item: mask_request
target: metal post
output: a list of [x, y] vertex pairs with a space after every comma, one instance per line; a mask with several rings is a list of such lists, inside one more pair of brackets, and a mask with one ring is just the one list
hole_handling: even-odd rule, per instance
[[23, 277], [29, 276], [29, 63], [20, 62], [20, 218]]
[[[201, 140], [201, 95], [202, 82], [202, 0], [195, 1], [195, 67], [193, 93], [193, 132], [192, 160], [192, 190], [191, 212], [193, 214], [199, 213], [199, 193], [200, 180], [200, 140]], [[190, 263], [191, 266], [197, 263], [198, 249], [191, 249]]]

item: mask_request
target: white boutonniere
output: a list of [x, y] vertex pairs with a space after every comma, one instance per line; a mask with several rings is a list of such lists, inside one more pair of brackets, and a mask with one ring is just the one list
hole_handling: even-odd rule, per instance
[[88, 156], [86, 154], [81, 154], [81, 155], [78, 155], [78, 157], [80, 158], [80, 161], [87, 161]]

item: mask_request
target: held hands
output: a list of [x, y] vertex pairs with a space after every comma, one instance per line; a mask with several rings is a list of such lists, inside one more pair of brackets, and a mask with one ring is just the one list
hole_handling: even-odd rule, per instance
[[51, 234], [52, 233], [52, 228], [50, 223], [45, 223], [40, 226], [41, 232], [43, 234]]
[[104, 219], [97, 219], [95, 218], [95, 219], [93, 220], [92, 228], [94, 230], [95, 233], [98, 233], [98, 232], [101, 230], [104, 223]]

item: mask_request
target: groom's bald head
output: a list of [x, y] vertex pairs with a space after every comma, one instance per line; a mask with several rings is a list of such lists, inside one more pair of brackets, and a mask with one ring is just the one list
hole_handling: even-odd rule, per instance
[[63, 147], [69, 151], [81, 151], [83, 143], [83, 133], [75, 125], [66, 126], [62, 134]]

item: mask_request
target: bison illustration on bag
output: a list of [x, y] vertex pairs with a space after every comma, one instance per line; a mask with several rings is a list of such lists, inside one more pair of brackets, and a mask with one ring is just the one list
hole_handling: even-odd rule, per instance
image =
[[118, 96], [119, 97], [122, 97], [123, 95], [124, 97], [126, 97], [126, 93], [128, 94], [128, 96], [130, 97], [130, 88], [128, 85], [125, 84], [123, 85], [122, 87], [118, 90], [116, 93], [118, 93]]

☆ ☆ ☆

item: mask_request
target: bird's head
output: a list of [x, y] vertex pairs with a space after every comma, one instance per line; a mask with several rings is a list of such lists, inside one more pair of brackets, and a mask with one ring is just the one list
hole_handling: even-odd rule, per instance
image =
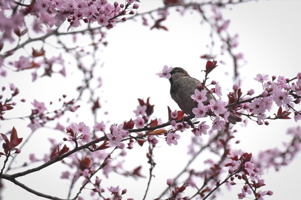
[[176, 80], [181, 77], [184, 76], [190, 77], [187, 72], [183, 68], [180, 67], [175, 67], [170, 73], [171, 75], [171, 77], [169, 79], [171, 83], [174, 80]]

☆ ☆ ☆

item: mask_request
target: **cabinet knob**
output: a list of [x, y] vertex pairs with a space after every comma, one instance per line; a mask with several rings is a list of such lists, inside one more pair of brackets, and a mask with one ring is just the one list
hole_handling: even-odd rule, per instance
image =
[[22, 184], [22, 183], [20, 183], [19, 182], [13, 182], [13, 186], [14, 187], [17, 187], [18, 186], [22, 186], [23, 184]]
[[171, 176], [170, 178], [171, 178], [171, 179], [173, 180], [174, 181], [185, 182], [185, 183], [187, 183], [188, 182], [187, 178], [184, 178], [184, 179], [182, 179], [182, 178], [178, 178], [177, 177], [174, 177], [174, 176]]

☆ ☆ ☆

Problem to work on:
Please report every line of the records that contains the string "target", with case counting.

Response to this task:
target: metal post
target: white boutonniere
target: held hands
target: groom's bald head
target: bison illustration on bag
target: bird's head
target: **cabinet knob**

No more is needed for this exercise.